(THE TASK) Produce a verbatim transcription of the records below, beginning at the line containing "Ground red roof." and ending at the final line; include only those lines.

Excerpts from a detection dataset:
━━━━━━━━━━━━━━━━━━━━

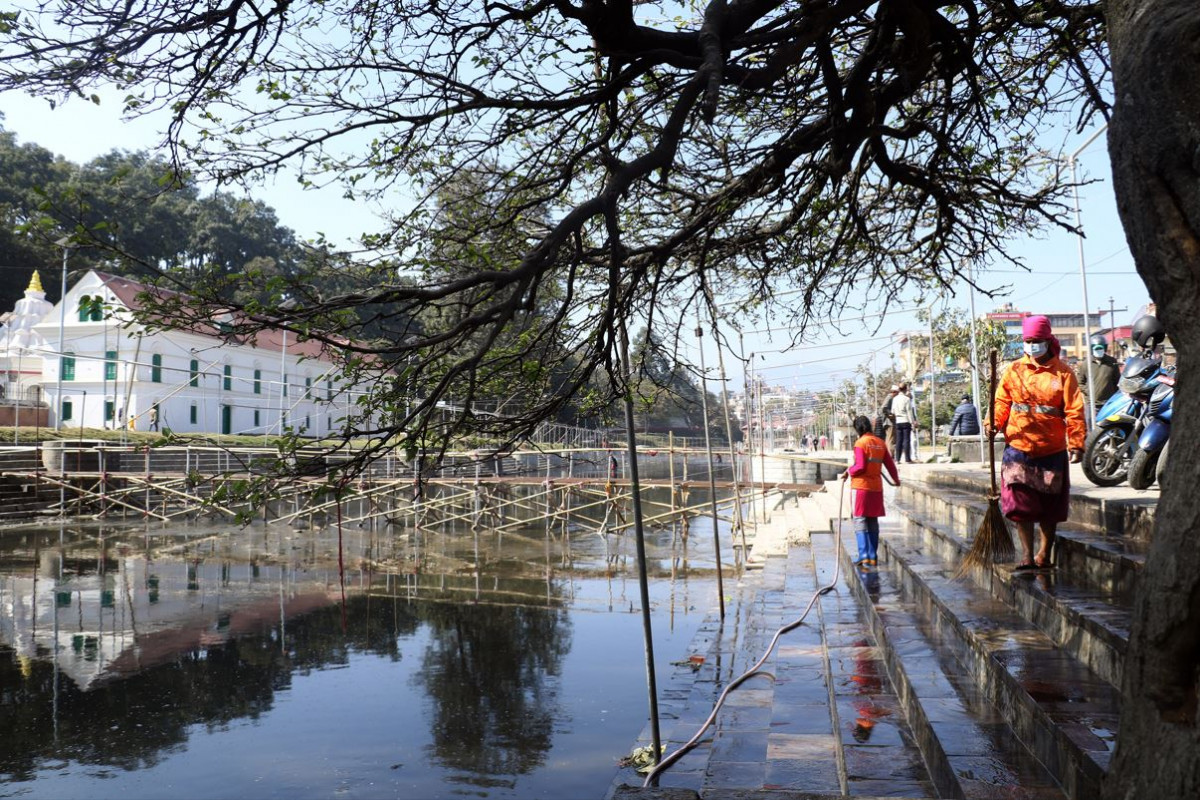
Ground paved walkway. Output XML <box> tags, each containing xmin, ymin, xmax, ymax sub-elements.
<box><xmin>610</xmin><ymin>455</ymin><xmax>1158</xmax><ymax>799</ymax></box>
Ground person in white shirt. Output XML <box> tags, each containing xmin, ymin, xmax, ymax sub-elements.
<box><xmin>888</xmin><ymin>384</ymin><xmax>917</xmax><ymax>464</ymax></box>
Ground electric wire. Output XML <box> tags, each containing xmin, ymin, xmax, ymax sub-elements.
<box><xmin>642</xmin><ymin>464</ymin><xmax>859</xmax><ymax>788</ymax></box>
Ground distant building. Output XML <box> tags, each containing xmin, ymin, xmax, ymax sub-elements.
<box><xmin>0</xmin><ymin>270</ymin><xmax>372</xmax><ymax>437</ymax></box>
<box><xmin>984</xmin><ymin>303</ymin><xmax>1108</xmax><ymax>360</ymax></box>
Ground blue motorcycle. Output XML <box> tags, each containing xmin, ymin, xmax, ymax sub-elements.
<box><xmin>1082</xmin><ymin>349</ymin><xmax>1163</xmax><ymax>486</ymax></box>
<box><xmin>1129</xmin><ymin>367</ymin><xmax>1175</xmax><ymax>489</ymax></box>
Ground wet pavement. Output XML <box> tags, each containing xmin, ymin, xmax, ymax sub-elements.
<box><xmin>614</xmin><ymin>522</ymin><xmax>937</xmax><ymax>798</ymax></box>
<box><xmin>608</xmin><ymin>455</ymin><xmax>1158</xmax><ymax>800</ymax></box>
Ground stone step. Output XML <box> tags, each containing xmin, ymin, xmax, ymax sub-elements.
<box><xmin>608</xmin><ymin>535</ymin><xmax>936</xmax><ymax>800</ymax></box>
<box><xmin>846</xmin><ymin>527</ymin><xmax>1120</xmax><ymax>798</ymax></box>
<box><xmin>842</xmin><ymin>523</ymin><xmax>1063</xmax><ymax>800</ymax></box>
<box><xmin>894</xmin><ymin>494</ymin><xmax>1133</xmax><ymax>686</ymax></box>
<box><xmin>896</xmin><ymin>482</ymin><xmax>1148</xmax><ymax>604</ymax></box>
<box><xmin>924</xmin><ymin>464</ymin><xmax>1158</xmax><ymax>542</ymax></box>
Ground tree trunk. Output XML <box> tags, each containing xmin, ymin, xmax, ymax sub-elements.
<box><xmin>1104</xmin><ymin>0</ymin><xmax>1200</xmax><ymax>800</ymax></box>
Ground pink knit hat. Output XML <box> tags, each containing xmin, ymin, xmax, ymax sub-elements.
<box><xmin>1021</xmin><ymin>314</ymin><xmax>1054</xmax><ymax>339</ymax></box>
<box><xmin>1021</xmin><ymin>314</ymin><xmax>1062</xmax><ymax>359</ymax></box>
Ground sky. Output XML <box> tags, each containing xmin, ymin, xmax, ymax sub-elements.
<box><xmin>0</xmin><ymin>92</ymin><xmax>1150</xmax><ymax>400</ymax></box>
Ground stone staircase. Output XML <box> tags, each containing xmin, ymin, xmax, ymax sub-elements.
<box><xmin>611</xmin><ymin>468</ymin><xmax>1156</xmax><ymax>799</ymax></box>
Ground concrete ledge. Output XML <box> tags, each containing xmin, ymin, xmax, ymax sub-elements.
<box><xmin>881</xmin><ymin>537</ymin><xmax>1120</xmax><ymax>799</ymax></box>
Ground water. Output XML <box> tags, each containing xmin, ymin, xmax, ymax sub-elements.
<box><xmin>0</xmin><ymin>489</ymin><xmax>732</xmax><ymax>798</ymax></box>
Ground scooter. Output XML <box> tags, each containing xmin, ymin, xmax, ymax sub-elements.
<box><xmin>1082</xmin><ymin>350</ymin><xmax>1163</xmax><ymax>486</ymax></box>
<box><xmin>1129</xmin><ymin>368</ymin><xmax>1175</xmax><ymax>489</ymax></box>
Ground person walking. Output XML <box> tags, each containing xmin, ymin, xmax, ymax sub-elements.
<box><xmin>989</xmin><ymin>315</ymin><xmax>1087</xmax><ymax>570</ymax></box>
<box><xmin>950</xmin><ymin>395</ymin><xmax>979</xmax><ymax>437</ymax></box>
<box><xmin>875</xmin><ymin>384</ymin><xmax>900</xmax><ymax>451</ymax></box>
<box><xmin>1075</xmin><ymin>333</ymin><xmax>1121</xmax><ymax>415</ymax></box>
<box><xmin>888</xmin><ymin>384</ymin><xmax>917</xmax><ymax>464</ymax></box>
<box><xmin>841</xmin><ymin>416</ymin><xmax>900</xmax><ymax>567</ymax></box>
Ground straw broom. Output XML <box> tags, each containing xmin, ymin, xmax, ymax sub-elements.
<box><xmin>955</xmin><ymin>350</ymin><xmax>1016</xmax><ymax>578</ymax></box>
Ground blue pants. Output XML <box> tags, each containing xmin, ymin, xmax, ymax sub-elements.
<box><xmin>893</xmin><ymin>422</ymin><xmax>912</xmax><ymax>464</ymax></box>
<box><xmin>854</xmin><ymin>517</ymin><xmax>880</xmax><ymax>564</ymax></box>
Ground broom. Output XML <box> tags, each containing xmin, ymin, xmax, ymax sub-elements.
<box><xmin>955</xmin><ymin>350</ymin><xmax>1016</xmax><ymax>578</ymax></box>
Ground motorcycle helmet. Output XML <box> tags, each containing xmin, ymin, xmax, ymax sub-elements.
<box><xmin>1133</xmin><ymin>314</ymin><xmax>1166</xmax><ymax>349</ymax></box>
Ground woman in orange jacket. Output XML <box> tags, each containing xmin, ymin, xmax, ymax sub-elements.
<box><xmin>992</xmin><ymin>315</ymin><xmax>1087</xmax><ymax>570</ymax></box>
<box><xmin>841</xmin><ymin>416</ymin><xmax>900</xmax><ymax>567</ymax></box>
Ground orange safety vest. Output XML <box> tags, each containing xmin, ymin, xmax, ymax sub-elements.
<box><xmin>850</xmin><ymin>433</ymin><xmax>888</xmax><ymax>492</ymax></box>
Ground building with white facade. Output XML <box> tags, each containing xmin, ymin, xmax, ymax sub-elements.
<box><xmin>7</xmin><ymin>270</ymin><xmax>367</xmax><ymax>437</ymax></box>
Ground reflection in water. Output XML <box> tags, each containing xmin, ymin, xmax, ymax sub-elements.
<box><xmin>0</xmin><ymin>484</ymin><xmax>713</xmax><ymax>798</ymax></box>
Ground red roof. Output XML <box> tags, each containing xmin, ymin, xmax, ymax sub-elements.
<box><xmin>96</xmin><ymin>270</ymin><xmax>330</xmax><ymax>361</ymax></box>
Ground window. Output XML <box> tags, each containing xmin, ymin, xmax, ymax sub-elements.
<box><xmin>79</xmin><ymin>295</ymin><xmax>104</xmax><ymax>323</ymax></box>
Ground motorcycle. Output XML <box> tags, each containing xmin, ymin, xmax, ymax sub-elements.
<box><xmin>1082</xmin><ymin>350</ymin><xmax>1162</xmax><ymax>486</ymax></box>
<box><xmin>1129</xmin><ymin>368</ymin><xmax>1175</xmax><ymax>489</ymax></box>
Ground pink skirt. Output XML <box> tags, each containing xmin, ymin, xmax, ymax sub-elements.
<box><xmin>853</xmin><ymin>489</ymin><xmax>883</xmax><ymax>517</ymax></box>
<box><xmin>1000</xmin><ymin>446</ymin><xmax>1070</xmax><ymax>523</ymax></box>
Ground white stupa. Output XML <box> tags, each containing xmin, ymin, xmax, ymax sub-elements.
<box><xmin>0</xmin><ymin>270</ymin><xmax>54</xmax><ymax>397</ymax></box>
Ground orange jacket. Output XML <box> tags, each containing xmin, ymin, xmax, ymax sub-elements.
<box><xmin>848</xmin><ymin>433</ymin><xmax>899</xmax><ymax>492</ymax></box>
<box><xmin>992</xmin><ymin>356</ymin><xmax>1087</xmax><ymax>457</ymax></box>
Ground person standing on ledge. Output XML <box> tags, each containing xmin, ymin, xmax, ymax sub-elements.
<box><xmin>1075</xmin><ymin>333</ymin><xmax>1121</xmax><ymax>415</ymax></box>
<box><xmin>950</xmin><ymin>395</ymin><xmax>979</xmax><ymax>437</ymax></box>
<box><xmin>841</xmin><ymin>416</ymin><xmax>900</xmax><ymax>567</ymax></box>
<box><xmin>985</xmin><ymin>315</ymin><xmax>1087</xmax><ymax>570</ymax></box>
<box><xmin>888</xmin><ymin>384</ymin><xmax>917</xmax><ymax>464</ymax></box>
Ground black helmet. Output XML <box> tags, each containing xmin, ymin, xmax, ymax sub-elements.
<box><xmin>1133</xmin><ymin>314</ymin><xmax>1166</xmax><ymax>348</ymax></box>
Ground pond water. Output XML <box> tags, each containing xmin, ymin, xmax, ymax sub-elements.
<box><xmin>0</xmin><ymin>484</ymin><xmax>736</xmax><ymax>799</ymax></box>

━━━━━━━━━━━━━━━━━━━━

(IN RESPONSE)
Ground red roof. Output XML <box> tags, each containing xmin, ymin, xmax, ymax sub-elements.
<box><xmin>96</xmin><ymin>270</ymin><xmax>330</xmax><ymax>361</ymax></box>
Ground window. Output XML <box> tags, each containing xmin, ymin, xmax, ymax sub-elements.
<box><xmin>79</xmin><ymin>295</ymin><xmax>104</xmax><ymax>323</ymax></box>
Ground motorcycle. Output XML <box> tags, each containing xmin, ymin, xmax, ymax sub-elements.
<box><xmin>1082</xmin><ymin>350</ymin><xmax>1162</xmax><ymax>486</ymax></box>
<box><xmin>1129</xmin><ymin>368</ymin><xmax>1175</xmax><ymax>489</ymax></box>
Ground pink skirt. Output XML <box> tags, each containing xmin, ymin, xmax, ymax sub-elements.
<box><xmin>853</xmin><ymin>489</ymin><xmax>883</xmax><ymax>517</ymax></box>
<box><xmin>1000</xmin><ymin>446</ymin><xmax>1070</xmax><ymax>523</ymax></box>
Ground white stupa. Output XML <box> tags, each containing xmin, ymin, xmax, ymax sub-elements.
<box><xmin>0</xmin><ymin>270</ymin><xmax>54</xmax><ymax>397</ymax></box>
Ground orange jacket. Output XML <box> tags, each containing xmin, ymin, xmax, ymax sub-elements.
<box><xmin>848</xmin><ymin>433</ymin><xmax>899</xmax><ymax>492</ymax></box>
<box><xmin>992</xmin><ymin>356</ymin><xmax>1087</xmax><ymax>457</ymax></box>
Ground person standing on ledge. Output XML <box> tags, each containing xmin, ymin, xmax, ymax sub-elements.
<box><xmin>1075</xmin><ymin>333</ymin><xmax>1121</xmax><ymax>415</ymax></box>
<box><xmin>950</xmin><ymin>395</ymin><xmax>979</xmax><ymax>437</ymax></box>
<box><xmin>841</xmin><ymin>416</ymin><xmax>900</xmax><ymax>567</ymax></box>
<box><xmin>985</xmin><ymin>315</ymin><xmax>1087</xmax><ymax>570</ymax></box>
<box><xmin>888</xmin><ymin>384</ymin><xmax>917</xmax><ymax>464</ymax></box>
Ground black helmet. Output XML <box> tags, each containing xmin, ymin, xmax, ymax sub-elements.
<box><xmin>1133</xmin><ymin>314</ymin><xmax>1166</xmax><ymax>348</ymax></box>
Ground pond water. Output XML <box> tags, each containing xmin, ymin, xmax, ymax sub-elements.
<box><xmin>0</xmin><ymin>484</ymin><xmax>736</xmax><ymax>799</ymax></box>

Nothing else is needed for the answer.